[Document]:

****

This week I mainly worked on the final presentation and doing end-to-end testing. I worked with Surafel in completing speed and distance tests to ensure that only users within 0.5 meters of the camera would be recognized and that they would be recognized within 5 seconds. This involved doing various tests by changing our distances from the camera and fine tuning the facial recognition algorithm with any results were unexpected. For testing the entire system, I asked several volunteers to check in and check out items on the rack and ensured that the rack successfully displayed their items upon checkout. Lastly, I prepared for the final presentation since I would be the speaker. I spent some time practicing delivering the presentation, ensuring I was well informed about all components of our project and that the design trade-offs and testing procedures were clearly explained.
My progress is on schedule as I have completed all the parts of the project initially assigned to me, including unit and integration testing.
Next week, I hope to work with the other members of the team to wrap up the project. I will mainly work on completing the facial recognition and the web application. If there is time, I will also work on implementing the bonus feature, the buzzer alert, along with various tests to ensure this feature works as intended with the rest of the system.
These past 2 weeks, I mainly focused on doing testing. This involved testing the integrity of the item stand, determine if our system met our timing requirements, and doing end-to-end testing with the entire system (including the item stand and facial recognition). For testing the integrity of the item stand, I wanted to ensure that the stand could withstand a large amount of weight placed on it. Each hook should be able to hold up to 20 pounds and the Nema 34 motor should be able to rotate the maximum weight of 120 pounds that we expect. In addition to this, I tested if our system could quickly recognize users, and rotate to a specific user’s position within 5 second. I worked with my team on fixing the motor speed and acceleration as well as looking more into the blocking behavior of our wireless transmission. We ensured that the speed at which the motor rotated would be safe for users and we ensured that the entire check-in and check-out process occurred relatively quickly. I also helped with testing the facial recognition with my team members, helping to develop new approaches and implementations to improve the accuracy closer to our target of 95%. Other than testing, I worked on adding code to determine if an attacker attempted to steal user belongings from the item stand. This involved introducing a buzzer and writing code to make it alert user if anything was removed from the stand while not in a check-out process. The implementation of the buzzer does not work yet, but in further weeks, I hope to further test it.

****

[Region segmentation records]
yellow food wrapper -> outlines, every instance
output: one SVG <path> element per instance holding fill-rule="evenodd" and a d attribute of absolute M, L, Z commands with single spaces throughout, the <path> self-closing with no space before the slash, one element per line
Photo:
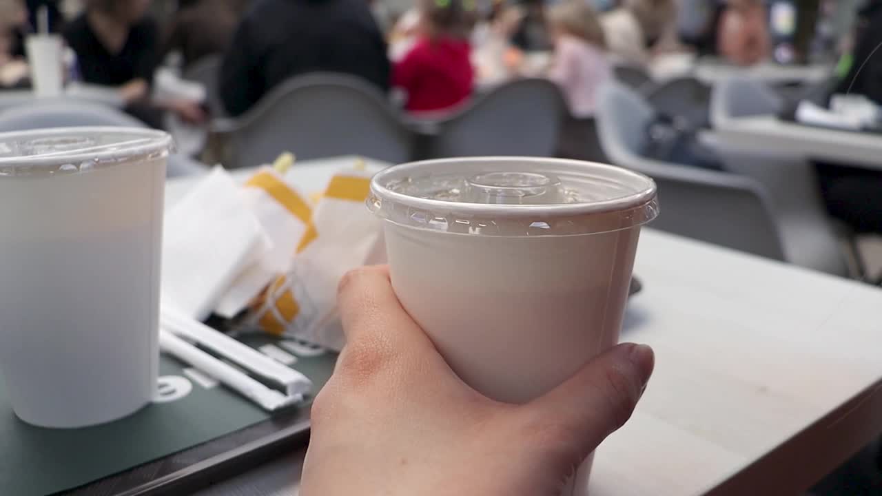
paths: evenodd
<path fill-rule="evenodd" d="M 353 169 L 331 179 L 290 269 L 258 300 L 251 324 L 275 335 L 342 349 L 337 285 L 348 271 L 385 259 L 380 222 L 364 206 L 371 176 Z"/>
<path fill-rule="evenodd" d="M 280 274 L 287 273 L 292 254 L 309 229 L 312 206 L 272 167 L 262 167 L 241 190 L 241 197 L 266 235 L 265 249 L 254 252 L 247 267 L 217 302 L 215 313 L 232 319 L 259 297 Z"/>

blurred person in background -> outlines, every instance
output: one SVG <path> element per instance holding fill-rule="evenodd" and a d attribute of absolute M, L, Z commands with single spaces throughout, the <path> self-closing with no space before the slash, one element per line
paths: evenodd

****

[Tasks to complete]:
a) Reproduce the progress report word for word, from "This week I" up to and including "were clearly explained.".
b) Please transcribe every line of the records exactly, leaving the pictures out of your answer.

[Answers to the problems]:
a)
This week I mainly worked on the final presentation and doing end-to-end testing. I worked with Surafel in completing speed and distance tests to ensure that only users within 0.5 meters of the camera would be recognized and that they would be recognized within 5 seconds. This involved doing various tests by changing our distances from the camera and fine tuning the facial recognition algorithm with any results were unexpected. For testing the entire system, I asked several volunteers to check in and check out items on the rack and ensured that the rack successfully displayed their items upon checkout. Lastly, I prepared for the final presentation since I would be the speaker. I spent some time practicing delivering the presentation, ensuring I was well informed about all components of our project and that the design trade-offs and testing procedures were clearly explained.

b)
yellow food wrapper -> outlines, every instance
output: one SVG <path> element per instance holding fill-rule="evenodd" and a d attribute of absolute M, L, Z commands with single spaces throughout, the <path> self-closing with no space before the slash, one element per line
Photo:
paths: evenodd
<path fill-rule="evenodd" d="M 353 169 L 331 179 L 290 269 L 258 300 L 251 324 L 275 335 L 342 349 L 337 285 L 348 271 L 385 259 L 380 222 L 364 206 L 371 176 Z"/>
<path fill-rule="evenodd" d="M 280 274 L 287 273 L 292 254 L 309 229 L 312 206 L 272 167 L 262 167 L 241 190 L 241 197 L 266 235 L 265 249 L 254 252 L 247 267 L 217 302 L 215 313 L 232 319 L 259 297 Z"/>

blurred person in background -> outlines, every instance
output: one SVG <path> element per instance holding fill-rule="evenodd" and a d attribute of absolute M, L, Z commands with single spaces throughout, the <path> self-closing with no space before the slash, one element per line
paths: evenodd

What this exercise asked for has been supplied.